What the task asks ->
Repeat exactly, and only, the lines from the one holding "the fountain, which" through the last line of the records below.
Data for this exercise: Begin
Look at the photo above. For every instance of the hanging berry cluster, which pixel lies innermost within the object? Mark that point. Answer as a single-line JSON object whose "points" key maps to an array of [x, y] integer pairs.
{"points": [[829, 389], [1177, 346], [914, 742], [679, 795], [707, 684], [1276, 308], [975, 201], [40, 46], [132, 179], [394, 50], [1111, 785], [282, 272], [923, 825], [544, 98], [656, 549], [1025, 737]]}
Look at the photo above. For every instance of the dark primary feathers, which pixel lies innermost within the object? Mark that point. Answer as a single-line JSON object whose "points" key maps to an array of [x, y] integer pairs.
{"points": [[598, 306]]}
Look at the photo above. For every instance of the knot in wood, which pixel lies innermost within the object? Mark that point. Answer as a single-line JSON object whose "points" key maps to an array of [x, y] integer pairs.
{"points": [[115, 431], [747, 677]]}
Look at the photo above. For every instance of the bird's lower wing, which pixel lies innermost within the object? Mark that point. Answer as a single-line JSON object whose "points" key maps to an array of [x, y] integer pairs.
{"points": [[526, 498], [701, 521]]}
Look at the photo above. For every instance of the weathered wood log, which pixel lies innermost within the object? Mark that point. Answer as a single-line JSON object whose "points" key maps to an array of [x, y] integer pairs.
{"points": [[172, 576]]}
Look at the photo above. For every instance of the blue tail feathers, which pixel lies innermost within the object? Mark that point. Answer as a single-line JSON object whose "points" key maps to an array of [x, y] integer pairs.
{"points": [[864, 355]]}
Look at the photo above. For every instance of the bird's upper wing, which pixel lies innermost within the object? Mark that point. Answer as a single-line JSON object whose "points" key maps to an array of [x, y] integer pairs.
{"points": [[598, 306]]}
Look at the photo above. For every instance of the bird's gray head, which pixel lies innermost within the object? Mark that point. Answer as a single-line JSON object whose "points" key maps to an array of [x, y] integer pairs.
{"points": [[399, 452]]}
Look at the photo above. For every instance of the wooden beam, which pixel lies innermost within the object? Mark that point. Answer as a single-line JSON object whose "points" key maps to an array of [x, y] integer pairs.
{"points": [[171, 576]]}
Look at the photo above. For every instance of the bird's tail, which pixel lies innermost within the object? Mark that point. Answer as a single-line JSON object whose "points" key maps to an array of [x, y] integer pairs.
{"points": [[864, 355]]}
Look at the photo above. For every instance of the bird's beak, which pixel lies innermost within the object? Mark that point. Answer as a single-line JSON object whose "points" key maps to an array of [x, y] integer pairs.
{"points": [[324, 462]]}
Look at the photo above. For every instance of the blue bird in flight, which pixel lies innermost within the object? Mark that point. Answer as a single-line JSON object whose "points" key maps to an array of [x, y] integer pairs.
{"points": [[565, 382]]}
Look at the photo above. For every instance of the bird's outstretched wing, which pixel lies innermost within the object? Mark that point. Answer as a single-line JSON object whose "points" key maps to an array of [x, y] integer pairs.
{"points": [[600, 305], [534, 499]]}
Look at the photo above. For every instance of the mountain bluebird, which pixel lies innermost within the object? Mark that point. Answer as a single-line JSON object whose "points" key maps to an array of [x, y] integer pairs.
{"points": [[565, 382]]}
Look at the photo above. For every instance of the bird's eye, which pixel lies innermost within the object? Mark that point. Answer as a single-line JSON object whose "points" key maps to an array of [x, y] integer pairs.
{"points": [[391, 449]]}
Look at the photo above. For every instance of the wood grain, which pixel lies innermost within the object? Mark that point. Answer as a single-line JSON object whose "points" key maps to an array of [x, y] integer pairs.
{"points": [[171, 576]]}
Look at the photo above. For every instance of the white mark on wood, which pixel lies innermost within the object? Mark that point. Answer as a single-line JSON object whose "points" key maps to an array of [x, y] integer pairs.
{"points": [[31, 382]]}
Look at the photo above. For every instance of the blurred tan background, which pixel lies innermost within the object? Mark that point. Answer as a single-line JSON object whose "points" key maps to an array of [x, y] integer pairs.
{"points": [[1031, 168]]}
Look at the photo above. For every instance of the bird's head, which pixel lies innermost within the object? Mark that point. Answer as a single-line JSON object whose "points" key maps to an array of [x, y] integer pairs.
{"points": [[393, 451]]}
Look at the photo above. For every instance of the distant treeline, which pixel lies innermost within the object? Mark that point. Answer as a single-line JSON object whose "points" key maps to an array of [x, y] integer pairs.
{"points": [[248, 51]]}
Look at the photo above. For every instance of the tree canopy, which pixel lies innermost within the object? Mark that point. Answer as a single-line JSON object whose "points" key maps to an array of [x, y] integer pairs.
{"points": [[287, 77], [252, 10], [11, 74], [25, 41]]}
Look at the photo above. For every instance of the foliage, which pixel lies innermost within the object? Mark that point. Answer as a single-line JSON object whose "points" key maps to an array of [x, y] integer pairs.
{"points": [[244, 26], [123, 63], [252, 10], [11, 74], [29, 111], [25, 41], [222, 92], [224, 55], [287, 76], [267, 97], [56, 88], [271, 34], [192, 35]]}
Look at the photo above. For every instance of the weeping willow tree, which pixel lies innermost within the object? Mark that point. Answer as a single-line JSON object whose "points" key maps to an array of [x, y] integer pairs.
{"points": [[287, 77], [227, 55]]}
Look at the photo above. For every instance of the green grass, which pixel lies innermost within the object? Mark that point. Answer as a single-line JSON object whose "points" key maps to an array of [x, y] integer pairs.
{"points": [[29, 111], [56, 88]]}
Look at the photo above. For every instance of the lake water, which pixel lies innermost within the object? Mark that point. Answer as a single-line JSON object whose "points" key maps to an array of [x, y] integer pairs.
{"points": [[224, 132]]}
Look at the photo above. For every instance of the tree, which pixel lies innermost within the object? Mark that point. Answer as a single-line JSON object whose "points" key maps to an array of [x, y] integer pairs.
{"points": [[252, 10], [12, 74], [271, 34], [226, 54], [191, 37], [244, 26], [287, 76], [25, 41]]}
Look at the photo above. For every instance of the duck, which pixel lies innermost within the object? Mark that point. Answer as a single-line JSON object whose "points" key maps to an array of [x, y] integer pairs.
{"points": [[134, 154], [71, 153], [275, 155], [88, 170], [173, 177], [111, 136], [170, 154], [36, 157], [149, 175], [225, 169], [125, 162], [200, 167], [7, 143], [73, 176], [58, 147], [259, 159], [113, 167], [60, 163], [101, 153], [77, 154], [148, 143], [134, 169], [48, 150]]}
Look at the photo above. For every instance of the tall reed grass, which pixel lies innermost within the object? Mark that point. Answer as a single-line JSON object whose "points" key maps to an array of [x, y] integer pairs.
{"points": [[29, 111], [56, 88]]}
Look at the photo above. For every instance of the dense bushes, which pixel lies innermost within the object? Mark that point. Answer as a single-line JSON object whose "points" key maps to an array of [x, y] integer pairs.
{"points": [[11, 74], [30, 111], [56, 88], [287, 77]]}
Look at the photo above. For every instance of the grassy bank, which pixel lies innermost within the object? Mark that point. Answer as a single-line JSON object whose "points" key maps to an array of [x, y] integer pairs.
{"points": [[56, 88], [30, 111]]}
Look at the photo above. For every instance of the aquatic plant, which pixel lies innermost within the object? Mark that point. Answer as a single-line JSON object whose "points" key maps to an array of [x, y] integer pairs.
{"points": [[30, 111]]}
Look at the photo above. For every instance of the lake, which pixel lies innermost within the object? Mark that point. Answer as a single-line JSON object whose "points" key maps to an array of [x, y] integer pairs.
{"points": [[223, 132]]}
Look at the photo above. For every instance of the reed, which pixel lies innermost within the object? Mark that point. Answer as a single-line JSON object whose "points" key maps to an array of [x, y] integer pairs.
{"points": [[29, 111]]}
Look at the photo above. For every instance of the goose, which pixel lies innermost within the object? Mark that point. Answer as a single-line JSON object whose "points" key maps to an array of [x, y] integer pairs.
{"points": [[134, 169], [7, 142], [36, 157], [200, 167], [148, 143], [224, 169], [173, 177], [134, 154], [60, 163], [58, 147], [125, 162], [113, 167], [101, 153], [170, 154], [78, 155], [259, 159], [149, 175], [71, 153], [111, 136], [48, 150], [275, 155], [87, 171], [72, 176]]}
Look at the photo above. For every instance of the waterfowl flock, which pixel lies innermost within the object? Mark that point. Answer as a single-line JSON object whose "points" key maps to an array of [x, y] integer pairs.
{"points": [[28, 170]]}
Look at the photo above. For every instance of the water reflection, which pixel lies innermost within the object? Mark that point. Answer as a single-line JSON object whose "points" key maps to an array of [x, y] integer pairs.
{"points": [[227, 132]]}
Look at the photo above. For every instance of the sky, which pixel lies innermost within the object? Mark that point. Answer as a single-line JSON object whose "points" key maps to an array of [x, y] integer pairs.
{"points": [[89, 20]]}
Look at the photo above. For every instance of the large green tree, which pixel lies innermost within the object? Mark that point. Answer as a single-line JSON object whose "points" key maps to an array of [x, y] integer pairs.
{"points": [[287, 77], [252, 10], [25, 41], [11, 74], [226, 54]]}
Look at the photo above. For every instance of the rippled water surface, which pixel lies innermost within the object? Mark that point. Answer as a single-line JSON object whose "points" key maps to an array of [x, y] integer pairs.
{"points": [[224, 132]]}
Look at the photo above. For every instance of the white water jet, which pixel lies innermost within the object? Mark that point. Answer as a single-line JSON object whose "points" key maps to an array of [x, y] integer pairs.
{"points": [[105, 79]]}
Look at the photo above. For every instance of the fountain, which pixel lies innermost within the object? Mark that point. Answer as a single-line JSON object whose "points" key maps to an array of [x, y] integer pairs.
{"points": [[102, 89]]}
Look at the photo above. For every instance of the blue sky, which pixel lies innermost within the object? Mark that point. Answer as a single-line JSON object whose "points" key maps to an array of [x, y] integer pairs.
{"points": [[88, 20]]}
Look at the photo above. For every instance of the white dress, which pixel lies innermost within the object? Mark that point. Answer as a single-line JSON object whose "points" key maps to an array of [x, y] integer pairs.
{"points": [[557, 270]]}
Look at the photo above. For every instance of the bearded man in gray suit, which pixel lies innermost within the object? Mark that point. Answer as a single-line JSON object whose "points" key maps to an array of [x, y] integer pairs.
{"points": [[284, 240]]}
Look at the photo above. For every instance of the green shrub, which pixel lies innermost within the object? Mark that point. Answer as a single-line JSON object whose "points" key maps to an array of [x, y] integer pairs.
Data for this exercise: End
Answer to this problem ->
Look at the photo above. For every instance of the fountain, which pixel lies innermost within the object? Mark that point. Answer as a single-line JSON object whose "points" key maps to an array of [x, y] integer pairs.
{"points": [[102, 89]]}
Look at the photo above. For every instance of the blue sky, which pixel lies innermost within the object? Mark that point. Answer as a single-line JSON object whose "points" key maps to an array of [x, y] integer pairs.
{"points": [[88, 20]]}
Look at the photo above. For every instance of the white dress, which pixel lies innermost within the object? Mark that point. Answer as a single-line JSON object whose "points" key maps to an array of [x, y] integer pairs.
{"points": [[557, 270]]}
Look at the photo above. For every instance of the bearded man in gray suit, which pixel lies innermost within the object? Mark that point. Answer as a single-line JSON object whose "points" key maps to an array of [x, y] integer pairs.
{"points": [[284, 240]]}
Look at the photo above. For every instance of the green shrub, which pixel lies innermost within the object? Mark that point. Answer as a single-line JSON object whose "points" key maps to an array of [x, y] integer pairs.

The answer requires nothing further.